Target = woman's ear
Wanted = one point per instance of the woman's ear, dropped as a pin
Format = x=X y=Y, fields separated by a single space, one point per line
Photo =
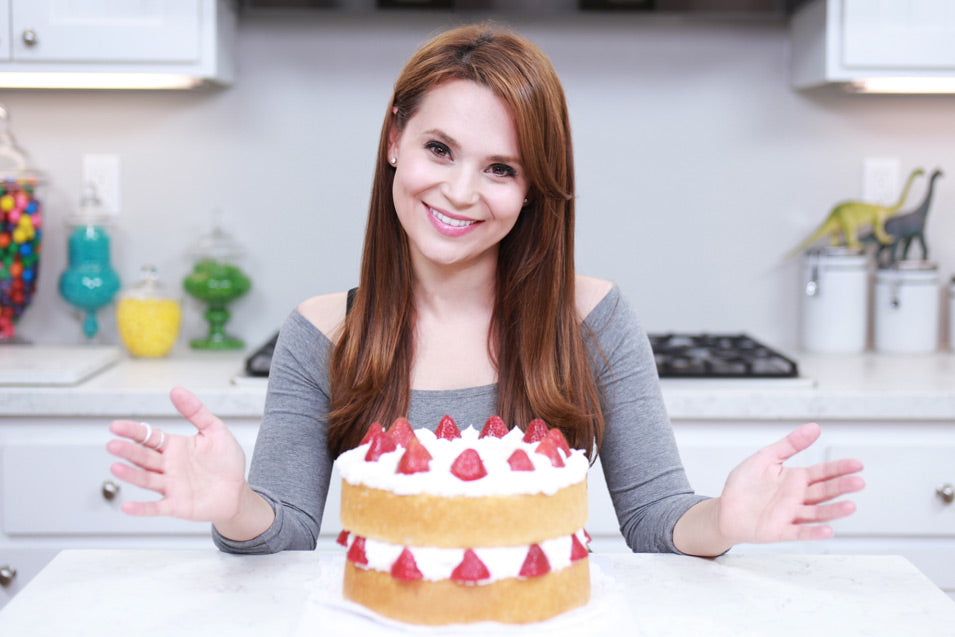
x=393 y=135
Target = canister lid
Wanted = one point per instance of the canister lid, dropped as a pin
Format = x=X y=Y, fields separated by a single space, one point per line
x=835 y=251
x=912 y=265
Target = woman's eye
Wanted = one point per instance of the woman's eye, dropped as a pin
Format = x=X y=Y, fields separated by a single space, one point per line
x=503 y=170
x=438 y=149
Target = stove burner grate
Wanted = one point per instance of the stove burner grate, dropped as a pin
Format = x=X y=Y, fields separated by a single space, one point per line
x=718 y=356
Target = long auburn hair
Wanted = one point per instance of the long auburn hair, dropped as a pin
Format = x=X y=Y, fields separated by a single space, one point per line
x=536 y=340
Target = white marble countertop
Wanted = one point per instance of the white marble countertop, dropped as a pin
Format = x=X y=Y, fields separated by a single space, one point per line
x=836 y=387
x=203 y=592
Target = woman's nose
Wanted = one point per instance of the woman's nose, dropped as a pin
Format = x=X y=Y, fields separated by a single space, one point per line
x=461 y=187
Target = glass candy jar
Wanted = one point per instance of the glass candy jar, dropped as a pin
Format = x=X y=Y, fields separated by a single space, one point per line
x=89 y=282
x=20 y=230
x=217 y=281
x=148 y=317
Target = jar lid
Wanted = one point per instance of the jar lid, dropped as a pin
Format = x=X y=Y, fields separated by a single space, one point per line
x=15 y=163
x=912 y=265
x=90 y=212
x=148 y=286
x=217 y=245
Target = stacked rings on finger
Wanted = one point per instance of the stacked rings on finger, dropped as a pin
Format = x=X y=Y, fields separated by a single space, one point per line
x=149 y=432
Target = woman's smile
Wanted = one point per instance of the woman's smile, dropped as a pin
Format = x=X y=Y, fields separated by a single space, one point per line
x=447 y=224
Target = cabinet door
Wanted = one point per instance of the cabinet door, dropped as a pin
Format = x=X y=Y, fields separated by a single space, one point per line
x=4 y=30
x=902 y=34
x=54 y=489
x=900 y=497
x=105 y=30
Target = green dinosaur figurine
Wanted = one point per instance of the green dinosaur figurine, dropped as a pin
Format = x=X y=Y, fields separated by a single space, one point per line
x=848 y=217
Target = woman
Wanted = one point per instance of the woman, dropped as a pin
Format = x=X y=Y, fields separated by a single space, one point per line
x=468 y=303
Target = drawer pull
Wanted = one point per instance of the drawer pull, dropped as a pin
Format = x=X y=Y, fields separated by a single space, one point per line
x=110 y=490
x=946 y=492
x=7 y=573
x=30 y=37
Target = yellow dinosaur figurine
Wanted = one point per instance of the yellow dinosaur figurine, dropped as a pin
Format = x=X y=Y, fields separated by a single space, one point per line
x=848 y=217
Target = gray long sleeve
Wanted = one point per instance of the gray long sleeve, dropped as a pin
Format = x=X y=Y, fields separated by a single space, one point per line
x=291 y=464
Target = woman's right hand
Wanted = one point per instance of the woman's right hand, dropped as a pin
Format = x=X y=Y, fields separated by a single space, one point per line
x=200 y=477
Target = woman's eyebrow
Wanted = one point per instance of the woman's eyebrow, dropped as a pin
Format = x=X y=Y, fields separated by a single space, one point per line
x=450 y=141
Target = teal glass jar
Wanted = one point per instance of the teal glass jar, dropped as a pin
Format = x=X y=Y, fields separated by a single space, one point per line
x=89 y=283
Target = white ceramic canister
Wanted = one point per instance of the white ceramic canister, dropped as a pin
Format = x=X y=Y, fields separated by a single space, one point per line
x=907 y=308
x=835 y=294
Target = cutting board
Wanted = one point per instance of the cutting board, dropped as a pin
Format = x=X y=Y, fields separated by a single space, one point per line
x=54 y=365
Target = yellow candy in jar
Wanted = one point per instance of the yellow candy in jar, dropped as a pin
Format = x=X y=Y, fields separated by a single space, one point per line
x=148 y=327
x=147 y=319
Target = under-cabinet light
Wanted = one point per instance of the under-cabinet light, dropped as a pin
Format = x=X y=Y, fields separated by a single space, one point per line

══════

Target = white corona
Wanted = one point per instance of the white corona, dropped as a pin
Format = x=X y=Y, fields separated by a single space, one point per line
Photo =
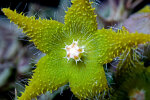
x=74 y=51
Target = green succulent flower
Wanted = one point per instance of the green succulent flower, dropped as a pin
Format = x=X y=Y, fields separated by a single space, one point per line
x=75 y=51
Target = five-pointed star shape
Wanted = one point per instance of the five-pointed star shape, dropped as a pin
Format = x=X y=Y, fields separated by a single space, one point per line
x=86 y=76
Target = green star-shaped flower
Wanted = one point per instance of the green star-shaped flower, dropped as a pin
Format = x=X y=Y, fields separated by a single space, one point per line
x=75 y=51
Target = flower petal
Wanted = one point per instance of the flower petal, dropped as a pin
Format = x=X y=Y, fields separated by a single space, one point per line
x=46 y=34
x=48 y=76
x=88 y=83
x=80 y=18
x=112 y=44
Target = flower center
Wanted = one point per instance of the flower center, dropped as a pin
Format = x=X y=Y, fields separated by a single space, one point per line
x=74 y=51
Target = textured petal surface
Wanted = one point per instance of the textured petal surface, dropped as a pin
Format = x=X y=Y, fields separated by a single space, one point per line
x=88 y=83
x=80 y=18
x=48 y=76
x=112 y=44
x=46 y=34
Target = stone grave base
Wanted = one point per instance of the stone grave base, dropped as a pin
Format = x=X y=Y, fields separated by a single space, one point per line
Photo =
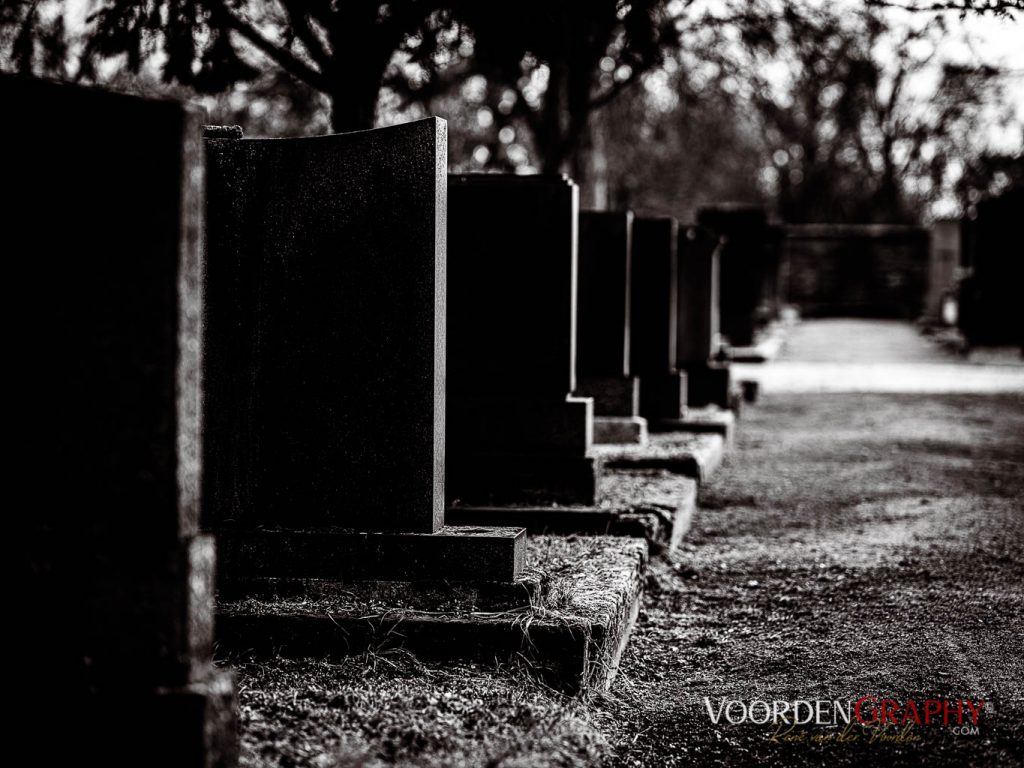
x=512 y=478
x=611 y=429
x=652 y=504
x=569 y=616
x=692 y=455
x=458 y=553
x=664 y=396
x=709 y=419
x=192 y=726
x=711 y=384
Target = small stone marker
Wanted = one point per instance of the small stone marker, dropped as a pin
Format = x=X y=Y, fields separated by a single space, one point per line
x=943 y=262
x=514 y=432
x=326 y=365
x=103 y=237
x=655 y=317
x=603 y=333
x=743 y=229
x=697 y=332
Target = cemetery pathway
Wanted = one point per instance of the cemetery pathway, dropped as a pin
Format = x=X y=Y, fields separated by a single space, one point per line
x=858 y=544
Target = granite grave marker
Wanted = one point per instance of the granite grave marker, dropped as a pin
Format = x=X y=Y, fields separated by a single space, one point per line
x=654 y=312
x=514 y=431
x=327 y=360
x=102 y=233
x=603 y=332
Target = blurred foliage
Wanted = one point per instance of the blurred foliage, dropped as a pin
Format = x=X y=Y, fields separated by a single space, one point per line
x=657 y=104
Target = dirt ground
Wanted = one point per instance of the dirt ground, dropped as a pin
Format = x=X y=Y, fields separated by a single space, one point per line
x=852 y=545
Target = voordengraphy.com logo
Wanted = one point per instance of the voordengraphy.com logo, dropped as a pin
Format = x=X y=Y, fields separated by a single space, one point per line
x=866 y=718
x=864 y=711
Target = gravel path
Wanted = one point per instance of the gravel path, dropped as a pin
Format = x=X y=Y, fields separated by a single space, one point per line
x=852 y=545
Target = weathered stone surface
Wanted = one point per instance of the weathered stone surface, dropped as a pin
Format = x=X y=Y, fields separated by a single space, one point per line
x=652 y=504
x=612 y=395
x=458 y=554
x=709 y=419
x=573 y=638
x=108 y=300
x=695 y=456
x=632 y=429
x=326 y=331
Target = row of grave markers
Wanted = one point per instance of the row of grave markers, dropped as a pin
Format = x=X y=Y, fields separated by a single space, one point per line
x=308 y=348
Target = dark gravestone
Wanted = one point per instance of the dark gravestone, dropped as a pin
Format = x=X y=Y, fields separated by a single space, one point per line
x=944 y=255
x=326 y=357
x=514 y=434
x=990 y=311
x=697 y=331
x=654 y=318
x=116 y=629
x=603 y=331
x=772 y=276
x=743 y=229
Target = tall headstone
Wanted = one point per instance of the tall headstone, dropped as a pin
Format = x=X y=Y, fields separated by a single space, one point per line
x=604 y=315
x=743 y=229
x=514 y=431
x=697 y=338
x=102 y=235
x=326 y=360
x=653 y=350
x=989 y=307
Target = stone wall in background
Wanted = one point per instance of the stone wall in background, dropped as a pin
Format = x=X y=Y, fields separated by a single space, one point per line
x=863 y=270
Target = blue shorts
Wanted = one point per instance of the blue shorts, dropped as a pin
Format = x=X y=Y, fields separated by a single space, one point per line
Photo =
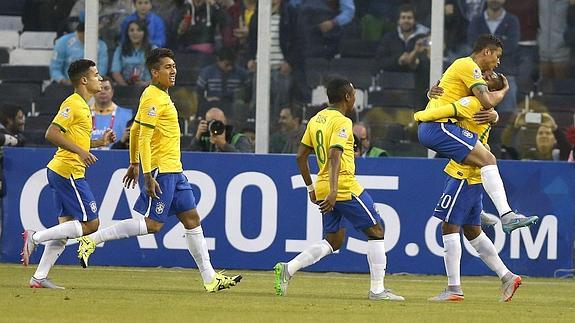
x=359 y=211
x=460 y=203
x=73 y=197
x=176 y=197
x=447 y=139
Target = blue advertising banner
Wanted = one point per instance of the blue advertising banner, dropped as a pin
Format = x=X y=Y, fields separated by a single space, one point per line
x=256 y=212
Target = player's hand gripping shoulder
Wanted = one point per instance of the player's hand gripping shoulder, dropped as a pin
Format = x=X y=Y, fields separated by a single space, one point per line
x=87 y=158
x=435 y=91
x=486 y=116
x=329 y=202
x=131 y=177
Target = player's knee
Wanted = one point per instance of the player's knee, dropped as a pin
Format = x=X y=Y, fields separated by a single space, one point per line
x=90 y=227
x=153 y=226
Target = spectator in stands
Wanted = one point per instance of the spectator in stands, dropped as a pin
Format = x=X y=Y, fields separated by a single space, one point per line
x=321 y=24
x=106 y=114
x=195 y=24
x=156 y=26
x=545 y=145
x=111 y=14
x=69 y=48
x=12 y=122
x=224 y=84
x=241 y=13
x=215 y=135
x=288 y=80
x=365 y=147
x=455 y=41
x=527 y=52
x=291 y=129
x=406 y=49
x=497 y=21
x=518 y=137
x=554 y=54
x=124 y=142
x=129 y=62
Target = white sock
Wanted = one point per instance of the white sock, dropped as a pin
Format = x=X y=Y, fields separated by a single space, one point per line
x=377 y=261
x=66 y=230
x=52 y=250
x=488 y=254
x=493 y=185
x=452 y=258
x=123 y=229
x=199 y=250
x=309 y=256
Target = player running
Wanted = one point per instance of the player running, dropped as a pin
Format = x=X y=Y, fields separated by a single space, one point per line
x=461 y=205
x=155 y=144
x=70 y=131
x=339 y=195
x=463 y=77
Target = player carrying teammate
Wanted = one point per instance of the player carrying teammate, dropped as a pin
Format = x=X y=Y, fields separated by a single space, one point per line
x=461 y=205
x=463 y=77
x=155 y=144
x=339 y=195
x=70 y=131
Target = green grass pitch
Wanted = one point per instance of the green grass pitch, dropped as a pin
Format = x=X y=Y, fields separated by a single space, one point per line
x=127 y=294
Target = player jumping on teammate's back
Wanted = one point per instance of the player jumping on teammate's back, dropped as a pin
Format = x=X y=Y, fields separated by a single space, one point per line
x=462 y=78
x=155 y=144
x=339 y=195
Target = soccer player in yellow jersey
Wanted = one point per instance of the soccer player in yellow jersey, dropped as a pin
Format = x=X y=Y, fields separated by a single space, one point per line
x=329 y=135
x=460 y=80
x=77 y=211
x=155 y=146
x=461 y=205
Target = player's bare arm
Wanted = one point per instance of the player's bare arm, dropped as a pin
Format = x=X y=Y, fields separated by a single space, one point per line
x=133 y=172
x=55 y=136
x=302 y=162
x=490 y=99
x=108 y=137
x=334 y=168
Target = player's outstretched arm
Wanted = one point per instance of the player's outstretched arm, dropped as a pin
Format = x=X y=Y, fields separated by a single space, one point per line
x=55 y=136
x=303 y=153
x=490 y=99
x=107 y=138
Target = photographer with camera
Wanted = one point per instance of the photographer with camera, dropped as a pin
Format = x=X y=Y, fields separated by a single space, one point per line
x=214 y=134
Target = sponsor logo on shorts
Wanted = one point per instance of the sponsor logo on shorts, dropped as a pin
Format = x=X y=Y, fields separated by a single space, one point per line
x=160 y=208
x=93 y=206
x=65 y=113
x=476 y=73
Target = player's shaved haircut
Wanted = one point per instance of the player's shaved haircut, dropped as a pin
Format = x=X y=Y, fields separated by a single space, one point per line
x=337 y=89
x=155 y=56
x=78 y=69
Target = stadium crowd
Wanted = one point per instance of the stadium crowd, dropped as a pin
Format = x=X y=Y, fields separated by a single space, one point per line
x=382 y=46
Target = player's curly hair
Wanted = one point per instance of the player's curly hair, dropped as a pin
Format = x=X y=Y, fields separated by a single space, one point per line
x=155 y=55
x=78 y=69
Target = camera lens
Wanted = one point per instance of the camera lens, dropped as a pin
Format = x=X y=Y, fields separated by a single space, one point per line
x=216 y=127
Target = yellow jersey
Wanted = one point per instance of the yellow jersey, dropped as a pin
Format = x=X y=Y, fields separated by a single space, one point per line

══════

• **Goal**: Show every line in the rows above that contains the string "shoulder", treating uppercase and lowercase letters as distinct.

• **Task output**:
Target = player's hand gripping shoulder
Wanted = one point per instance of the player's hand gripping shoulder, dropped as a pin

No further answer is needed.